**Written instruction**
Copy the records below word for word, from the line containing "[locate] the iguana front" through the line containing "x=859, y=226", both lines included.

○ ○ ○ ○ ○

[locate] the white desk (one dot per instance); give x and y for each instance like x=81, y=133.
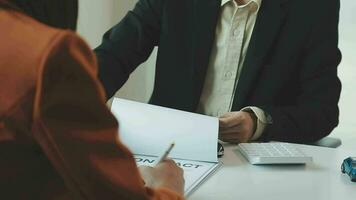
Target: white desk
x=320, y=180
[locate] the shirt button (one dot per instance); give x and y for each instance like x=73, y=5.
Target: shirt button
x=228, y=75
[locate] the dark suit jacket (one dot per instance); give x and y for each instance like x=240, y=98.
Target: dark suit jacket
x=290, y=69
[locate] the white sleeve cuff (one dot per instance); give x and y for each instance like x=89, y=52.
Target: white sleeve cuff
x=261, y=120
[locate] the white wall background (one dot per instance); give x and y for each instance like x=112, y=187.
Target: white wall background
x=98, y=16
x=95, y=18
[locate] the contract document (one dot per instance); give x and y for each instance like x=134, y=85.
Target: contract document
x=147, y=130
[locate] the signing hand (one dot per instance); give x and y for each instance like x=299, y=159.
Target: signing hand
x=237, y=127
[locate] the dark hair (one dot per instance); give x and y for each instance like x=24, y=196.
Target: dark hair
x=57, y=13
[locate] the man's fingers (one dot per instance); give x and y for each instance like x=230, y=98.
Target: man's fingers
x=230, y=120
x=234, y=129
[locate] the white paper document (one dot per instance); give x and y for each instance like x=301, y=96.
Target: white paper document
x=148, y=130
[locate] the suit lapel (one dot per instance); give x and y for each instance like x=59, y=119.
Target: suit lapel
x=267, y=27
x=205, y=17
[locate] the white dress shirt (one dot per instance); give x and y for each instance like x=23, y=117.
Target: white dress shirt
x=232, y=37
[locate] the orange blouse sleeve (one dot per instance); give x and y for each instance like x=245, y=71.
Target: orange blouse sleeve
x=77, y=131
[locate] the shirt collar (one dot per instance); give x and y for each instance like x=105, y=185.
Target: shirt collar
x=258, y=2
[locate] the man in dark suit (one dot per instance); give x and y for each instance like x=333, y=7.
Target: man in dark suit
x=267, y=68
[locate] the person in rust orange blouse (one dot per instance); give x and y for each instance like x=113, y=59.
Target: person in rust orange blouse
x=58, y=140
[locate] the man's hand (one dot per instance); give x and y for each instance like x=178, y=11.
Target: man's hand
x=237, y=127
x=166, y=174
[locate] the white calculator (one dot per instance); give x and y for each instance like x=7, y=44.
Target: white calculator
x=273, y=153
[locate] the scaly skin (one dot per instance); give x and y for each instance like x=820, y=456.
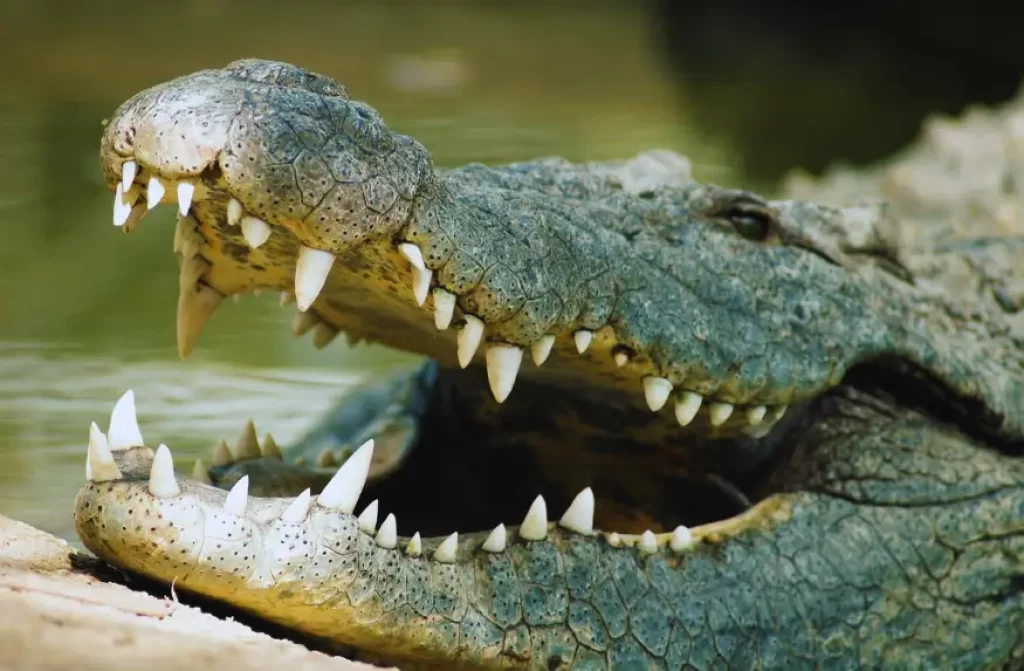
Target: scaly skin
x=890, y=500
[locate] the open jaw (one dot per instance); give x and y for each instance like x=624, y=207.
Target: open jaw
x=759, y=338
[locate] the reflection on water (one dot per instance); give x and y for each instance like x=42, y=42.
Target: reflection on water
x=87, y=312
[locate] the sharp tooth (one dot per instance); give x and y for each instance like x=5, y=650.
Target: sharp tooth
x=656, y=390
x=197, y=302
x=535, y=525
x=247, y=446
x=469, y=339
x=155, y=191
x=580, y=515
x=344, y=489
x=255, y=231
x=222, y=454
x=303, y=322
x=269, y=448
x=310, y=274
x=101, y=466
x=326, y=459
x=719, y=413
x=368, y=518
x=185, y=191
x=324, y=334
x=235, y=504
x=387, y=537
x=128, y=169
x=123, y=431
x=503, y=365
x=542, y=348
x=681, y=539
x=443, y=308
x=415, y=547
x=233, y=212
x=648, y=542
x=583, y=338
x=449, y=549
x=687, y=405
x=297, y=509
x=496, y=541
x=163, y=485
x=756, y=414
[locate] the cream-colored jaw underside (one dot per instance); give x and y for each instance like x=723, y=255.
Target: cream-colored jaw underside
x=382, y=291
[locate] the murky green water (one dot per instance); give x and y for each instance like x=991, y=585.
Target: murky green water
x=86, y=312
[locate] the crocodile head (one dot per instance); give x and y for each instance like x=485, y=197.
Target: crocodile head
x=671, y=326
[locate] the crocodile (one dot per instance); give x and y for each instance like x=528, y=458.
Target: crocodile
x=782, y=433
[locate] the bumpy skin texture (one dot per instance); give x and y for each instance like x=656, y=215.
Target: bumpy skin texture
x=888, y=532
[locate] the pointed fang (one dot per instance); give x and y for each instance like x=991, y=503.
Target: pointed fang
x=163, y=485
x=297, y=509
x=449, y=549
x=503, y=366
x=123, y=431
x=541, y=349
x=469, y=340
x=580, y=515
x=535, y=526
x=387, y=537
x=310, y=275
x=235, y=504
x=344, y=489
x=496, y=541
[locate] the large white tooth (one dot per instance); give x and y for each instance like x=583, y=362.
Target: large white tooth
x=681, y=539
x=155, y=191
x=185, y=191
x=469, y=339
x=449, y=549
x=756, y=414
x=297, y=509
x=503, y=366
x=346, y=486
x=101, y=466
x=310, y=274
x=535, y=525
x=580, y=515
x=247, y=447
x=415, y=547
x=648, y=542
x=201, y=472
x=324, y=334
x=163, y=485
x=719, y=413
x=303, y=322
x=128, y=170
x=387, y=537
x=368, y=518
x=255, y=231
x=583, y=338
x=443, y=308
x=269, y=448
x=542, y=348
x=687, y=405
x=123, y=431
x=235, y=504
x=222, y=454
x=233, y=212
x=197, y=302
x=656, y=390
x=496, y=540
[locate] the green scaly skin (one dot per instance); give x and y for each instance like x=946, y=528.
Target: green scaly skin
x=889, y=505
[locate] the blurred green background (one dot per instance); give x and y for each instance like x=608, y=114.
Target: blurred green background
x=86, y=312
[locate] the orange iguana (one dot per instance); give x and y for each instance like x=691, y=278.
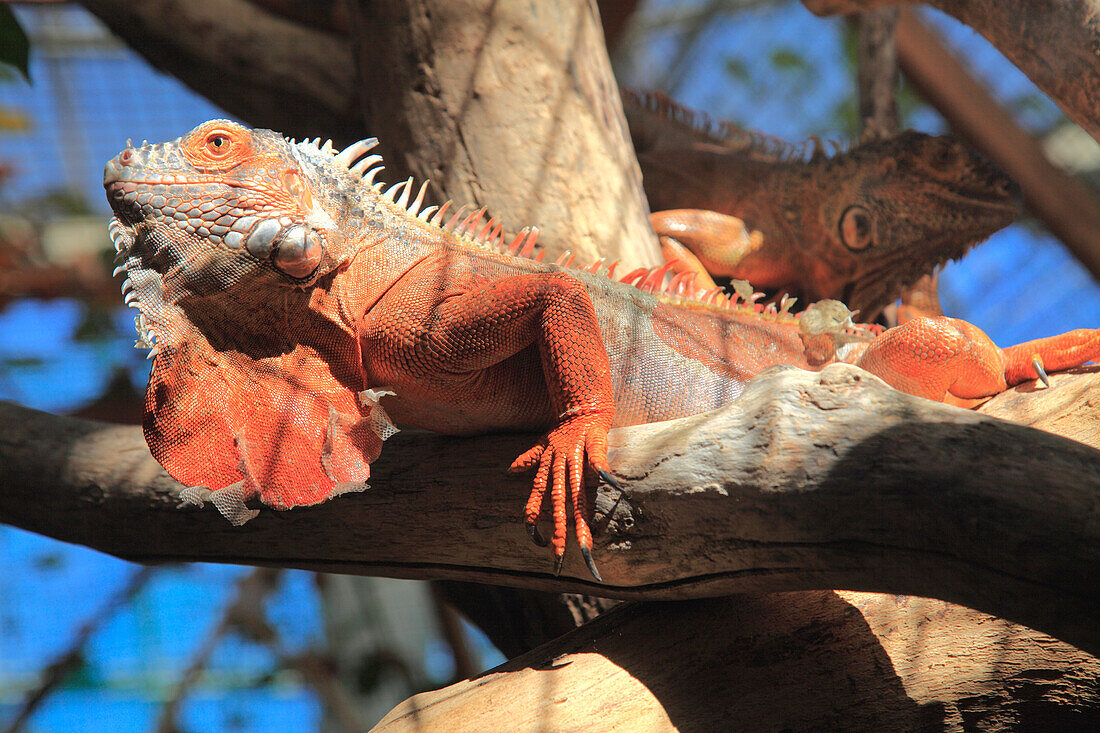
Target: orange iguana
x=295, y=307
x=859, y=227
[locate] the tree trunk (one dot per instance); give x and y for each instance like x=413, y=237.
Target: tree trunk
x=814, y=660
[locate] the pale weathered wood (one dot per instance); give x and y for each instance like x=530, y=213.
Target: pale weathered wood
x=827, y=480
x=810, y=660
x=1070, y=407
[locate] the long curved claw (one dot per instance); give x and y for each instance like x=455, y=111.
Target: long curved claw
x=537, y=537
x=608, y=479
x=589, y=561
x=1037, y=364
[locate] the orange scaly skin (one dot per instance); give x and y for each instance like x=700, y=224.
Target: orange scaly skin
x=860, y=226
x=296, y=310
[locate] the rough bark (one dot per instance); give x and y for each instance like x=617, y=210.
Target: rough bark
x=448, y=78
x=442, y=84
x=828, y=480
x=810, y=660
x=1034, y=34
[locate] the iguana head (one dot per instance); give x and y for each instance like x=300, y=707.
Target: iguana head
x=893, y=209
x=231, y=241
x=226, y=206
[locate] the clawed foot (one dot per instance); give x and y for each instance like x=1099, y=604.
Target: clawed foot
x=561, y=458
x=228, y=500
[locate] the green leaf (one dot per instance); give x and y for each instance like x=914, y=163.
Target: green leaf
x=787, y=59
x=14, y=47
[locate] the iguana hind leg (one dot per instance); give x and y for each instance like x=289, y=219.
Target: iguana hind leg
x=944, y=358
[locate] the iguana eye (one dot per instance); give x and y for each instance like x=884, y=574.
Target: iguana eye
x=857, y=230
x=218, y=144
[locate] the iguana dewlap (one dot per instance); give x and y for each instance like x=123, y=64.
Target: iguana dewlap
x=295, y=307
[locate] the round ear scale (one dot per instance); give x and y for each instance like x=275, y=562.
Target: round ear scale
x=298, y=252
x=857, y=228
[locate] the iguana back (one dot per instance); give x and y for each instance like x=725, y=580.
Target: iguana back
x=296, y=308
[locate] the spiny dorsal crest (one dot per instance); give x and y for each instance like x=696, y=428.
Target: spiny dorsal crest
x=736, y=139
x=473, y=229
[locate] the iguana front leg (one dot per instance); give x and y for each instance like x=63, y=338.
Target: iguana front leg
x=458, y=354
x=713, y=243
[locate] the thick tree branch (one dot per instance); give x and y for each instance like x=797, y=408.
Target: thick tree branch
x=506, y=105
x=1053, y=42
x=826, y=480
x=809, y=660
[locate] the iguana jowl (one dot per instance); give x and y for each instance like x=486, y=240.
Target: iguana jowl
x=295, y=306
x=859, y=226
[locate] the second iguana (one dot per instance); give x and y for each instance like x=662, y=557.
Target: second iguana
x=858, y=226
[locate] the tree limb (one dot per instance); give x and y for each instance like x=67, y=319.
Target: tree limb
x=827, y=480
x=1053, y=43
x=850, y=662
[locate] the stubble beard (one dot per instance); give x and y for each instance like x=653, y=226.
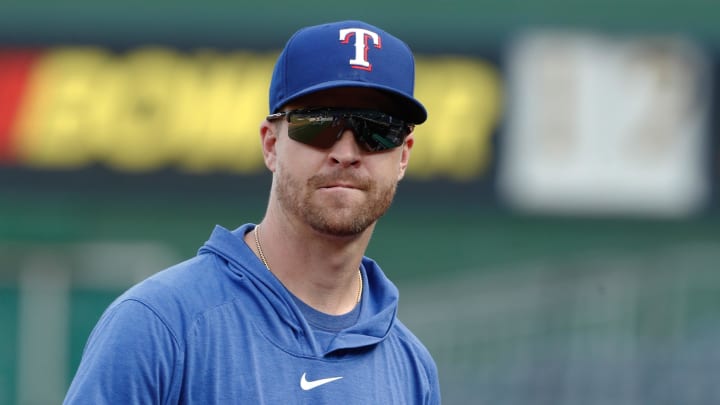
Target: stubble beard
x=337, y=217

○ ○ ○ ○ ○

**Exercise result**
[locate] the iguana front leg (one dot per instance); give x and y for each instance like x=63, y=338.
Target: iguana front leg
x=458, y=354
x=713, y=243
[locate] the thick tree branch (one dot per instance); give x and y for each instance like x=797, y=408.
Target: thick tree branch
x=506, y=105
x=1053, y=42
x=826, y=480
x=809, y=660
[locate] the iguana jowl (one dot per instance); give x and y for each instance like x=486, y=240.
Target: iguana jowl
x=295, y=306
x=859, y=226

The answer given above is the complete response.